Exercise directions.
Every line of the data is to be output verbatim.

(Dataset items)
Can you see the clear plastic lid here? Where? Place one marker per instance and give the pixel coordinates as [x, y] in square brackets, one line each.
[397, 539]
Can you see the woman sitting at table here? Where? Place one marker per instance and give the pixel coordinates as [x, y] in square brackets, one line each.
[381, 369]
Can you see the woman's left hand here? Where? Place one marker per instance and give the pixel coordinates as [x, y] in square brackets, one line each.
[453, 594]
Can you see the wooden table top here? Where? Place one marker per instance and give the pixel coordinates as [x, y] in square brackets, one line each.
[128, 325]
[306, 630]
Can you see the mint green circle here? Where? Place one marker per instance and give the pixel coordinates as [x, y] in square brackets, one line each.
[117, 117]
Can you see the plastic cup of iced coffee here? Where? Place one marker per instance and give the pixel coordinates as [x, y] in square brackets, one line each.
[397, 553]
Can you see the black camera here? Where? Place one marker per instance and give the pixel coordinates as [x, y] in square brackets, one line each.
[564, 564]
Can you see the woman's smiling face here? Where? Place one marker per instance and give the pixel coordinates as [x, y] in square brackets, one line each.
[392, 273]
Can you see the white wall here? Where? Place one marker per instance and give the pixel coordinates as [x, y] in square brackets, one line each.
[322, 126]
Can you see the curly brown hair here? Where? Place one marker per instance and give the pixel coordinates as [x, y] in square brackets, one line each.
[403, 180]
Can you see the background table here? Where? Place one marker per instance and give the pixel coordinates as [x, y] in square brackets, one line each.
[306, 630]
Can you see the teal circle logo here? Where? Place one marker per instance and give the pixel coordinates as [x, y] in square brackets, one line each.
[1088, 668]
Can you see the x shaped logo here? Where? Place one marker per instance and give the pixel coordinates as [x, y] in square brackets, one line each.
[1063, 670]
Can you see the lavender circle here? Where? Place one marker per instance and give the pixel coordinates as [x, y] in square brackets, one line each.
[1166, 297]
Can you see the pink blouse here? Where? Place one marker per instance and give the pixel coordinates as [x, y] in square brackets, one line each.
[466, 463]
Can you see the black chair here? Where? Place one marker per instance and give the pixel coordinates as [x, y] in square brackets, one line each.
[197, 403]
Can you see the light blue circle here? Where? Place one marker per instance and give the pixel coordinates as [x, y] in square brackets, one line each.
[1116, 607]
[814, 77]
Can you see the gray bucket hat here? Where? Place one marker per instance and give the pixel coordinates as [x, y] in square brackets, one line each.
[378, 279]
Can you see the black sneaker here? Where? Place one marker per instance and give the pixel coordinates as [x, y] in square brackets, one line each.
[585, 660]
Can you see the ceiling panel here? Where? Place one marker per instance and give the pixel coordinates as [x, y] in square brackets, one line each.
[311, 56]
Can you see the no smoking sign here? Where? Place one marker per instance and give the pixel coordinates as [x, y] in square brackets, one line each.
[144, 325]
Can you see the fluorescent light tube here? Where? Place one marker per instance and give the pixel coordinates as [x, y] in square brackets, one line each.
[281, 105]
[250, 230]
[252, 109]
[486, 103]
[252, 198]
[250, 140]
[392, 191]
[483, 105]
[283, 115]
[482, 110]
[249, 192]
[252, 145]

Completed task.
Can you see the clear plastic lid here? Where? Place one marker per instance and give the pixel coordinates as [x, y] in square brackets, one line each.
[397, 539]
Can you see the woman sitting at table here? Where? Place one marker per instance and give the pixel coordinates as [x, y] in square brackets, one line each.
[381, 369]
Can you see the woman's left hand here? Where? Place one marker per instance and give the pixel coordinates as [x, y] in square brackets, one line each.
[453, 594]
Can you see the wooden table top here? Where? Place one marker per instance and give the pixel coordinates as [x, y] in square brackets, one line each.
[128, 325]
[306, 630]
Can you see the mint green circle here? Where? Place one marker per instance and give the pixel coordinates as [x, y] in square brackets, one line each.
[117, 117]
Can you see the plastic cup of iced coffee here? Where? Place one marker per instance and give the pixel coordinates as [x, y] in square brackets, one line each.
[397, 553]
Can you see the black camera here? Where? Place one marker per instance and give the pixel coordinates as [x, y] in square brackets, one line each.
[564, 564]
Can you see the woman's smiling face here? Where? Place one marker per instance and give the pixel coordinates as [x, y] in square brackets, one line each.
[392, 273]
Can you see the white wall here? Where? Place one marker per instance and give the pixel coordinates as [x, y] in square brackets, one line each.
[322, 126]
Can you see the curly brown hair here? Where? Place one marker per instance and give the pixel coordinates as [x, y] in square brackets, one line each.
[403, 180]
Can you see the background table here? Where? Place one marker per instance and give the pixel coordinates as [x, y] in square brackets, one line each.
[306, 630]
Can you see the teal circle logo here? Where? Place one marker per instance and give the pixel coordinates as [x, y] in square brackets, one line each.
[1088, 668]
Can you see the x shaped logo here? Where? Place one marker per instance and give the pixel coordinates as [x, y] in square brackets, one line each.
[1063, 670]
Can you see the lavender circle here? Where? Place one marker per instance and give the pixel coordinates as [x, y] in square brackets, one line each.
[1166, 297]
Can you see the pink blouse here? Where? Place one marker per instance and give the pixel coordinates as [x, y] in square brackets, one line each.
[466, 463]
Can you see the black chair here? Where? Place one marker per instance and give the pixel coordinates as [x, y] in square brackets, one line each.
[197, 403]
Can you see the light blue circle here? Where? Place one marker per instance and give the pixel coordinates as [x, y] in square brackets, one line each.
[1116, 607]
[814, 77]
Can you see the gray bucket hat here? Where? Place one marker per instance and give the pixel coordinates as [x, y] in square brackets, one line each.
[378, 279]
Can you see the black sneaker here? Where? Place one marker per instance and give the pixel coordinates as [x, y] in square brackets, one line each.
[585, 660]
Can you see the ceiling panel here? Where? Place one marker per instance and give the pixel coordinates as [x, y] in square brackets, one line each.
[311, 56]
Can you see the no smoking sign here? Where? Place one marker per instance and give the pixel coordinates as [x, y] in square brackets, one line each.
[144, 325]
Can you see the fluorescent light tube here? Where? Place one marker per instance and give the pixel coordinates as [x, y] in square brackets, one line each.
[281, 105]
[250, 230]
[252, 109]
[486, 103]
[252, 198]
[250, 140]
[392, 191]
[483, 105]
[283, 115]
[482, 110]
[249, 192]
[252, 145]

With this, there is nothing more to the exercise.